── TEXTO PROPUESTO

El mundo de la competición

Pilón se encuentra situada en la cronología literaria de su autor entre dos novelas excepcionales, Luz de agosto y ¡Absalón, Absalón! Al parecer, Faulkner se metió en la escritura de Pilón sumido en el mar de dudas que le estaba creando Absalón, por lo que dejó a esta última en espera y sólo la retomó y acabó cuando hubo finalizado la primera. El estilo pertenece, desde luego, a esta época de su escritura, la que va de El ruido y la furia a Palmeras salvajes, un total de 10 años, los más audaces y radicales de su carrera literaria.

En esta historia de aviadores, Faulkner prescinde de su condado de Yoknapatawpha y se interna en una suerte de abigarrada Nueva Orleans en fiestas. Estamos en Nueva Valois, en la inauguración del aeródromo, que coincide con la festividad del Mardi Gras. Pilotos y paracaidistas acrobáticos, con sus respectivos mecánicos, ayudantes, etcétera, concurren al evento y, de entre ellos, seguiremos a un grupo muy especial; dos hombres, Roger y Jack, la mujer de ambos, Laverne, el hijo y un mecánico llamado Jiggs. De inmediato se establecen dos mundos estancos entre sí: el de los aviadores y el de los ciudadanos de Nueva Valois. Los primeros parecen una raza especial -'no son humanos como nosotros... Estréllelos y ni siquiera sangrarán cuando los saque: será aceite lubricante...'-. Sin embargo, mientras la ciudad se apelmaza en torno a su jolgorio festivo, sus figuras irán cobrando nitidez y pronto empezaremos a verlos como un grupo de marginados ambulantes que van de feria en feria con sus aparatos, casi siempre justos de dinero, viviendo de los premios que consiguen alcanzar, hechos de una materia entre heroica y obsesiva que los mantiene en pie prueba tras prueba, ajenos a un mundo exterior que se limita a divertirse con el espectáculo, hasta que se estrellen o sean desalojados de su oficio por el propio avance de los tiempos, como los viejos cowboys.

────
── MATERIAL PROPORCIONADO

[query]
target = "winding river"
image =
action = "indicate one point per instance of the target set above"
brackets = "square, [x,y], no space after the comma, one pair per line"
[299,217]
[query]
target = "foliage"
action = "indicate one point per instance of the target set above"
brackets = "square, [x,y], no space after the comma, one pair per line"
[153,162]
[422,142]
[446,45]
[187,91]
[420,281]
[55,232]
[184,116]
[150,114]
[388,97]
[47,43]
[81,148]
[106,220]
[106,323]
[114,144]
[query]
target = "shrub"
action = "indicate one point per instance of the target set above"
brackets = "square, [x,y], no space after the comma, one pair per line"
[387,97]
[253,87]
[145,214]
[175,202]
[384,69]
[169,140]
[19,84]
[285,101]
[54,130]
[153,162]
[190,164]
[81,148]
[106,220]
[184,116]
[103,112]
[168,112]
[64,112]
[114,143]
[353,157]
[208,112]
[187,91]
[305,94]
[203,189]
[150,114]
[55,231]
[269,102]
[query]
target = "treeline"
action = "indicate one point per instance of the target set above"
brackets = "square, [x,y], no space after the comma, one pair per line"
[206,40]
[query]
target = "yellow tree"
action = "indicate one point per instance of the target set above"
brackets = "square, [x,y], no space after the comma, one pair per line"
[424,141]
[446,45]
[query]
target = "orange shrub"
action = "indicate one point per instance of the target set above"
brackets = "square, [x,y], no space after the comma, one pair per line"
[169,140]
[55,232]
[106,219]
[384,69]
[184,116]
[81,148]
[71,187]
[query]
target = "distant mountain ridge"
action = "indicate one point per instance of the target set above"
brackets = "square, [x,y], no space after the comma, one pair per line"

────

**CONSIGNA PROPUESTA:**
Reproduce tal cual, del texto sobre Pilón, todo lo que va desde "El mundo de" hasta "su carrera literaria.".

**RESOLUCIÓN DEL EJERCICIO:**
El mundo de la competición

Pilón se encuentra situada en la cronología literaria de su autor entre dos novelas excepcionales, Luz de agosto y ¡Absalón, Absalón! Al parecer, Faulkner se metió en la escritura de Pilón sumido en el mar de dudas que le estaba creando Absalón, por lo que dejó a esta última en espera y sólo la retomó y acabó cuando hubo finalizado la primera. El estilo pertenece, desde luego, a esta época de su escritura, la que va de El ruido y la furia a Palmeras salvajes, un total de 10 años, los más audaces y radicales de su carrera literaria.